> [Objective]
In the material below, reproduce word for word the stretch from the line containing "For every instance of the dark" through the line containing "x=87, y=306", both lines included. Give only those lines.

** Begin Given entries **

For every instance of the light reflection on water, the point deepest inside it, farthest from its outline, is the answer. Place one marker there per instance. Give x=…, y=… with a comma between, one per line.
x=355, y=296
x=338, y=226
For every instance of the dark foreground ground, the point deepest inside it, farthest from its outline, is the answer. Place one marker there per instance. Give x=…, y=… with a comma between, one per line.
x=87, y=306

** End Given entries **
** Begin Given entries **

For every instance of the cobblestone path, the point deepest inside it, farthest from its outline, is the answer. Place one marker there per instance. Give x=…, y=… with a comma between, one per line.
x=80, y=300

** End Given entries **
** Begin Given entries **

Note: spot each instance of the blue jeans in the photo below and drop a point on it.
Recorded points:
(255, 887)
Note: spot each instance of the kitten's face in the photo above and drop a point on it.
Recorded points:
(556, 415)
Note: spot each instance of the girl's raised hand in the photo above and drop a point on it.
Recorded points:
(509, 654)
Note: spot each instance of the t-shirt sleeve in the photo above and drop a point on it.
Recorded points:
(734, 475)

** End Given entries **

> [Task response]
For every instance of the dark foreground ground, the point deepest inside it, farthest from its outline, is the answer. Place one marker there per instance. Give x=…, y=… with a comma between, one per line.
x=87, y=306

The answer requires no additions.